(Image-grounded pointing data)
****************

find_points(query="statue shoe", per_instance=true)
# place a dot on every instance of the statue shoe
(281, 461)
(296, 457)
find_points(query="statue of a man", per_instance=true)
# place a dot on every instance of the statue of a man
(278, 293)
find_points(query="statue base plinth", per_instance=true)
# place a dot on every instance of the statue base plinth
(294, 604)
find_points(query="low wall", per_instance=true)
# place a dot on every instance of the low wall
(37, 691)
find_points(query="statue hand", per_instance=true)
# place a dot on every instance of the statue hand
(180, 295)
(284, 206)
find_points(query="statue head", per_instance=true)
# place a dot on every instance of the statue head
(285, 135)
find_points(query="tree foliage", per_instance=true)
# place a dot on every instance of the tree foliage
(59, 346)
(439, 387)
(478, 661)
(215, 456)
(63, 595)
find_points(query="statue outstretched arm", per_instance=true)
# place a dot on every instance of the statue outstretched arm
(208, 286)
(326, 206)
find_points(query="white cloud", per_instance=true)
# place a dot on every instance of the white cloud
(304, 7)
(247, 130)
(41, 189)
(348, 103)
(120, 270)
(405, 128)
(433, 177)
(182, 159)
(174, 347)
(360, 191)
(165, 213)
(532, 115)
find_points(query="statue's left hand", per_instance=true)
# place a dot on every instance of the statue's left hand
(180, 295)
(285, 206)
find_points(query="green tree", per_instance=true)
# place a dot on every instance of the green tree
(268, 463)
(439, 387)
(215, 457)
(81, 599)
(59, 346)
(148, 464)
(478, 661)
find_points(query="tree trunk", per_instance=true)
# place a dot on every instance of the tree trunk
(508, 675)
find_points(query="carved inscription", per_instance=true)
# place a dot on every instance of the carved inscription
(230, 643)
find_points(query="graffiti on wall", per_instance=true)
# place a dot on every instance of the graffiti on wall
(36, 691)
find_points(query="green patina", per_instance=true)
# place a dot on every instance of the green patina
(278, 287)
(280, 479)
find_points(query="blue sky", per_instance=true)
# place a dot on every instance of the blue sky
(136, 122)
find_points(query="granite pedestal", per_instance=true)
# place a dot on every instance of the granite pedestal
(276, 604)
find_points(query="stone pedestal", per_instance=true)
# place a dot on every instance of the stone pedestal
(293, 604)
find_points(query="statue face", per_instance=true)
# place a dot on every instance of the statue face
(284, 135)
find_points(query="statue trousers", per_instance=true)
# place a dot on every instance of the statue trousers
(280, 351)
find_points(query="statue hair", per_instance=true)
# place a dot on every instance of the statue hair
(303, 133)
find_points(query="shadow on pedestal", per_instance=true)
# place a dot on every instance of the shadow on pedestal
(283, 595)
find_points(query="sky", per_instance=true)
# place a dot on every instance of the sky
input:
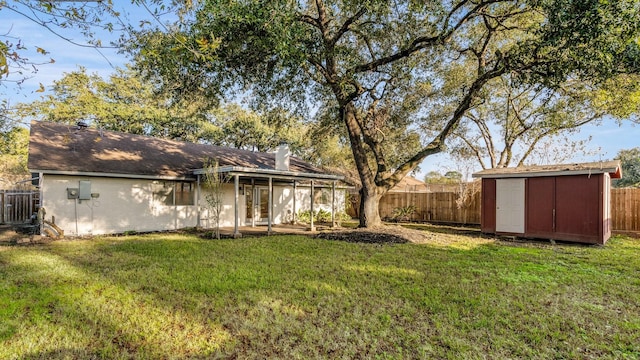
(606, 140)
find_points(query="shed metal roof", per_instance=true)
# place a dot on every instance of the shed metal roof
(65, 149)
(613, 168)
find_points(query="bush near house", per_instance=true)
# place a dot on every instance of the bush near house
(177, 296)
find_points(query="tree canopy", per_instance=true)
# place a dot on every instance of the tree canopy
(630, 162)
(389, 72)
(518, 124)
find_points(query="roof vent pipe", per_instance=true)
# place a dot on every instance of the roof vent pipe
(282, 157)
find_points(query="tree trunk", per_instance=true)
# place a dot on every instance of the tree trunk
(369, 208)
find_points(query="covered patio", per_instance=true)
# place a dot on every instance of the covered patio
(257, 185)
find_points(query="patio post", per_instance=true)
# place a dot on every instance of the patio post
(312, 227)
(236, 191)
(333, 204)
(253, 202)
(198, 203)
(270, 210)
(293, 219)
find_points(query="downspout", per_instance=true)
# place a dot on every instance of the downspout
(270, 203)
(293, 221)
(333, 204)
(312, 227)
(198, 202)
(236, 185)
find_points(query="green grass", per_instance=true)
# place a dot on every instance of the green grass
(177, 296)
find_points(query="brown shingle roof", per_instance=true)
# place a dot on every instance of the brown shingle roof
(70, 149)
(599, 167)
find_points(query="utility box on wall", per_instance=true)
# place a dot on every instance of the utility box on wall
(85, 190)
(560, 202)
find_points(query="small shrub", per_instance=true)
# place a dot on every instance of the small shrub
(403, 213)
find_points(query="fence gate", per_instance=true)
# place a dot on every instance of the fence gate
(17, 206)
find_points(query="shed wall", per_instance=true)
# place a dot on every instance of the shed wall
(571, 208)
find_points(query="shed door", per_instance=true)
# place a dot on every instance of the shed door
(541, 195)
(510, 206)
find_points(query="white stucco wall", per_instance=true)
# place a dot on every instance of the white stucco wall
(128, 205)
(123, 205)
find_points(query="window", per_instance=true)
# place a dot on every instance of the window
(322, 196)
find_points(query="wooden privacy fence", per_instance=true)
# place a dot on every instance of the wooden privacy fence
(625, 209)
(443, 207)
(17, 206)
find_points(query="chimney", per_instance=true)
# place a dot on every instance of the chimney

****************

Problem description
Only the lines that contain the string "chimney" should be copied from the entries above.

Written answer
find_points(query="chimney", per_instance=true)
# place a dot on every instance of the chimney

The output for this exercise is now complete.